Exercise details:
Can you reproduce the data beneath, keeping every line exact?

Data for this task:

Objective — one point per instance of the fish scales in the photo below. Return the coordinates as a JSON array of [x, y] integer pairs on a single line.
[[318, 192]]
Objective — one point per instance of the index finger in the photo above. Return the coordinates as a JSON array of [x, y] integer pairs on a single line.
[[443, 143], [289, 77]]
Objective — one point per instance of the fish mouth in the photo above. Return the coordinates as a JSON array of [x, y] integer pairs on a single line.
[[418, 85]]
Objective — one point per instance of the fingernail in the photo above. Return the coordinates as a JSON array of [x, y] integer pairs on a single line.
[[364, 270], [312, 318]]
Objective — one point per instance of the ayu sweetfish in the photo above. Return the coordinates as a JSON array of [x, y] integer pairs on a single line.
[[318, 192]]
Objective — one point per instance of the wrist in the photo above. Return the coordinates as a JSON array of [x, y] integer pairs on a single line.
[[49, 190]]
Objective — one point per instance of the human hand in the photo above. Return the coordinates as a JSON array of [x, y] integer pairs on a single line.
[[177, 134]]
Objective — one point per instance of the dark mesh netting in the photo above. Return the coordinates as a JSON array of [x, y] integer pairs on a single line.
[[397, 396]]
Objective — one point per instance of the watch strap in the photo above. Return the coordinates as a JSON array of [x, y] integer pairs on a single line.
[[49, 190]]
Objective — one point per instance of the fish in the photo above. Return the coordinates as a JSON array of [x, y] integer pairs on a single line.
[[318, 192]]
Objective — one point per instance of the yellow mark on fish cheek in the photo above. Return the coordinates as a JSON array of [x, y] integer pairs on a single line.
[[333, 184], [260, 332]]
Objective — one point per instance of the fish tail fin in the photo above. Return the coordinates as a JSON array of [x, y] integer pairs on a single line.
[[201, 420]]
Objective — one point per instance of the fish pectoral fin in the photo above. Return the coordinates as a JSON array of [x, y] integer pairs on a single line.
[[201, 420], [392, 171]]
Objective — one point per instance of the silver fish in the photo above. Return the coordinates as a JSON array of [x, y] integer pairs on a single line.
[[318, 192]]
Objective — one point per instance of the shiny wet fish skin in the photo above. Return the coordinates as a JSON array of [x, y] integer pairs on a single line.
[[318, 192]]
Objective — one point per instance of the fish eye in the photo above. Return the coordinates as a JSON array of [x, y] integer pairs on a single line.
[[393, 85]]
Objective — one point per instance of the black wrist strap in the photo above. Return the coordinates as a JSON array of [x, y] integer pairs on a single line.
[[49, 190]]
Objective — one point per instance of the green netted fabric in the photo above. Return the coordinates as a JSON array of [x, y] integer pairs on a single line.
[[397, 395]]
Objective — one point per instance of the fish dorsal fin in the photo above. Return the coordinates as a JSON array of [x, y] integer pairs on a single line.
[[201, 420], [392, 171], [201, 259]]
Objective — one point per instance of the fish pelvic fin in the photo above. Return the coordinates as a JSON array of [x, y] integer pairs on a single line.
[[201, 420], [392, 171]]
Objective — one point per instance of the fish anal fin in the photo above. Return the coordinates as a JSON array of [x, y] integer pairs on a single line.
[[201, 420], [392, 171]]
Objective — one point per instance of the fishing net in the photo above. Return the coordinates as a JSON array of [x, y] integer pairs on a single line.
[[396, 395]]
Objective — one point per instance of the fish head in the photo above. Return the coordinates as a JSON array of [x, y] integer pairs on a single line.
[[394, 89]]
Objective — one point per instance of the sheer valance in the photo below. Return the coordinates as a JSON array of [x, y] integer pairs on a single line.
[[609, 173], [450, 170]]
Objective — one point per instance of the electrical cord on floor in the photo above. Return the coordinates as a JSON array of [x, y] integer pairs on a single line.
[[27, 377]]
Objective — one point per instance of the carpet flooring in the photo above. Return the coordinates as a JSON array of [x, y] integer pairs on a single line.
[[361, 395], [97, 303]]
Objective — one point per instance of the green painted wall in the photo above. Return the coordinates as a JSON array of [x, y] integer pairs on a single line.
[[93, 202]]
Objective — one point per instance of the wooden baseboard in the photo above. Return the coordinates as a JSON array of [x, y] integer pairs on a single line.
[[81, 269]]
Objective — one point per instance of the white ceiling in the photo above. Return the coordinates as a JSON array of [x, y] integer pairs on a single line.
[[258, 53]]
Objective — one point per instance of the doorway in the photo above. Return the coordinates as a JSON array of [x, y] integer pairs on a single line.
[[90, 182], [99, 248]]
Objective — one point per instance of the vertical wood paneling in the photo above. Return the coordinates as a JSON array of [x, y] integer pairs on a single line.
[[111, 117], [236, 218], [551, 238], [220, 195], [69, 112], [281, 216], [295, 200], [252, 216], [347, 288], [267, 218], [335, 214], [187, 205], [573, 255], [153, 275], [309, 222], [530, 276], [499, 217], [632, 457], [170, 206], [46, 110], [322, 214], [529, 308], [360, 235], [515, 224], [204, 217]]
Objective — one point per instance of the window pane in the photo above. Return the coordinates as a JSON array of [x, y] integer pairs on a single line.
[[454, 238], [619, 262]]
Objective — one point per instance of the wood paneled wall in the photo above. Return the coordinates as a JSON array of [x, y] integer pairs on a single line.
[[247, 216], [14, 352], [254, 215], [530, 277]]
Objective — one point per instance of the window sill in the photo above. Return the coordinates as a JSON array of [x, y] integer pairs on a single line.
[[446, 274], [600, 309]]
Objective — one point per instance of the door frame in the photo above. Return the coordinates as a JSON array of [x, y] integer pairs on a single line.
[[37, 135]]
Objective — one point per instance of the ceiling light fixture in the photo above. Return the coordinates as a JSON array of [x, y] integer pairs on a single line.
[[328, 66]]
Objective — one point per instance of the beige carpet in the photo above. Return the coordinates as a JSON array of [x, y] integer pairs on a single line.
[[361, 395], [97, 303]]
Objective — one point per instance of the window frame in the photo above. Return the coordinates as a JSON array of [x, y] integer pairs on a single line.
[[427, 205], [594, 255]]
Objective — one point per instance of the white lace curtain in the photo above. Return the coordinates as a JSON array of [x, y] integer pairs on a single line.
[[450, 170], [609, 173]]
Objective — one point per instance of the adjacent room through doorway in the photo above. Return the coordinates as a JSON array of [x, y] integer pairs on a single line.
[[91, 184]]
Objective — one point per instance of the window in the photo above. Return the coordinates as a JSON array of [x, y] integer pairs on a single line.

Complete response:
Objective — one point per instance of the fish scales in the photo below. Return the coordinates as a JSON array of [x, y] integer pairs on a single line.
[[318, 192]]
Objective — one point per instance of the index finger in the photo above. Return the coordinates as a JSON array of [x, y] integer pairs on a single line.
[[443, 143], [289, 77]]
Objective — one point per instance of the fish mouth in the photo above. Return the coordinates as a JSON array of [x, y] integer pairs on a single line.
[[418, 85]]
Objective — one point per instance of the fingernail in the photo above. Return the coordinates as a JSON array of [x, y] integer pairs on a single line.
[[364, 270], [312, 318]]
Objective — one point per instance of the ayu sweetfish in the photo above. Return the coordinates as a JSON array of [x, y] integer pairs on a single line.
[[318, 192]]
Objective — one point per instance of the wrist in the photo above. Return the coordinates as a JSON array of [x, y] integer pairs on a single line.
[[49, 190]]
Objective — one point per instance of the human hand in the photo above. Return the coordinates as a JSON array of [x, y] integer pairs on a single line.
[[177, 134]]
Objective — one point per instance of the dark mesh netting in the photo above. Return the coordinates as a JSON array of [x, y] integer pairs on a single line.
[[397, 396]]
Objective — one point per instance of the watch strap in the photo above. Return the coordinates as a JSON array of [x, y] integer pairs on a single line.
[[49, 190]]
Objective — one point per instance of the fish in the photo above. Return the coordinates as a JSON array of [x, y] integer pairs on a single line.
[[318, 192]]
Objective — one point per instance of the yellow mark on fish cheek in the photo above. Return the coordinates as a JSON array of [x, y] integer pairs on a single line.
[[333, 184], [260, 332]]
Objective — one point per instance of the fish tail fin in the photo above. Return the coordinates as a JSON array of [x, y] integer pairs on a single line.
[[201, 420]]
Objective — one point per instance of the fish pectoral fin in the photo above. Return the coordinates as a JSON array of [x, y] integer pairs on a single line.
[[201, 420], [392, 171]]
Objective — one point per instance of the silver fish in the photo above. Return the coordinates as a JSON array of [x, y] integer pairs on a single line.
[[318, 192]]
Objective — one point per instance of the shiny wet fish skin in the photo above. Return the coordinates as a JSON array of [x, y] integer pairs on a single line.
[[318, 192]]
Objective — one point per instance of the fish eye in the photo above. Return the coordinates as a JSON array of [x, y] integer pairs on a single line.
[[393, 85]]
Objective — one point per instance of the black wrist strap in the photo above. Return the coordinates as a JSON array of [x, y] integer pairs on a single line.
[[49, 190]]
Objective — one point per instance of the green netted fabric in the photo above. Return the coordinates as a JSON array of [x, y] integer pairs on a single line.
[[397, 395]]
Objective — one point per instance of the fish dorsal fin in the photo above. Return the coordinates as a JSON array of [x, y] integer pairs on a single line.
[[201, 420], [392, 171], [201, 259]]
Objective — one point per instance of the fish pelvic fin in the photo above. Return the coordinates as a JSON array of [x, y] integer pairs on a single line.
[[201, 420], [392, 171]]
Objective — one point per instance of the fish anal fin in the photo above. Return the coordinates as a JSON array of [x, y] integer pairs on a single line.
[[201, 420], [392, 171]]
Objective — one point per instance of the fishing net in the photo above. Return the coordinates as a JSON array of [x, y] integer pairs on a single line.
[[396, 395]]
Objective — one point per instance of the fish head in the photo above. Return the coordinates as a JSON array of [x, y] integer pairs on a single line.
[[394, 89]]
Objective — one point per instance of the sheer valance in the photo below. Return the coordinates as a JSON array of [x, y] integer pairs on a single line.
[[609, 173], [450, 170]]
Objective — one point per instance of the electrical cord on floor in the photo above. Return the coordinates as a JSON array of [x, y] integer pairs on a single line.
[[27, 377]]
Objective — one point per instance of the carpet flooring in the photo above. Return the coordinates as a JSON array of [x, y] integer pairs on a single line.
[[361, 395], [97, 303]]
Objective — one point per instance of the green painted wall in the photo above. Return the coordinates as a JSON array of [x, y] integer pairs on a single line.
[[93, 202]]
Objective — one point per instance of the wooden baseboard in the photo above. Return the coordinates as a JSON array of [x, y] integer pairs on a single line.
[[81, 269]]
Objective — one point per instance of the white ceiling in the photo above. Return the coordinates as a JSON array of [x, y] integer pairs on a single line.
[[258, 53]]
Objective — one point per instance of the doorway in the photo above. Return the coordinates as a JSON array of [x, y] integer pairs on a single line.
[[90, 182], [99, 248]]
Objective — one point per instance of the vertical wood paneling in the photo above. Return the coordinates as a JSON array of [x, y] integer pairs on a single line.
[[111, 117], [236, 218], [551, 238], [220, 195], [69, 112], [281, 216], [295, 200], [252, 216], [347, 288], [267, 218], [335, 214], [187, 205], [573, 255], [153, 275], [309, 222], [530, 276], [499, 217], [632, 457], [170, 206], [46, 110], [322, 214], [529, 308], [360, 235], [515, 224], [204, 217]]
Objective — one point per instance of the window pane in the photo above. Return the coordinates as a JSON array of [x, y] integer pairs on a single line.
[[454, 238], [619, 262]]
Objective — one point per instance of the wood paneled wall in the photo above. Return the coordinates as a JSON array of [x, y] integer pairs on a single line.
[[247, 216], [14, 352], [254, 215], [530, 277]]
Objective — one point per instance of the window sill in the photo above. Return the coordinates as a JSON array of [x, y] integer pairs on a single line.
[[446, 274], [600, 309]]
Objective — one point per instance of the door frame in the photo above. Return the coordinates as a JSON array of [x, y] integer pairs on a single line.
[[37, 135]]
Objective — one point per instance of the ceiling light fixture in the photo above. Return the coordinates as a JSON array of [x, y] integer pairs on a single line.
[[328, 66]]
Objective — one point per instance of the beige carpet in the photo above. Return the coordinates as a JSON array of [x, y] integer pairs on a single line.
[[361, 395], [97, 303]]
Objective — one point per instance of the window frame in the photo above. Return the coordinates as a JSON array of [x, y] integer pairs on a single line.
[[427, 205], [594, 255]]
Objective — one point per instance of the white lace curtain in the photo above. Return the coordinates as a JSON array of [x, y] integer pairs on a single line.
[[450, 170], [609, 173]]
Objective — one point per instance of the adjacent room through doorway in the photo above. Return the coordinates as a JSON array of [x, y] integer pairs on a single line.
[[91, 184]]
Objective — one point per instance of the window in the photo above. Return the coordinates as a JSON array of [x, y] integer pairs on a single line.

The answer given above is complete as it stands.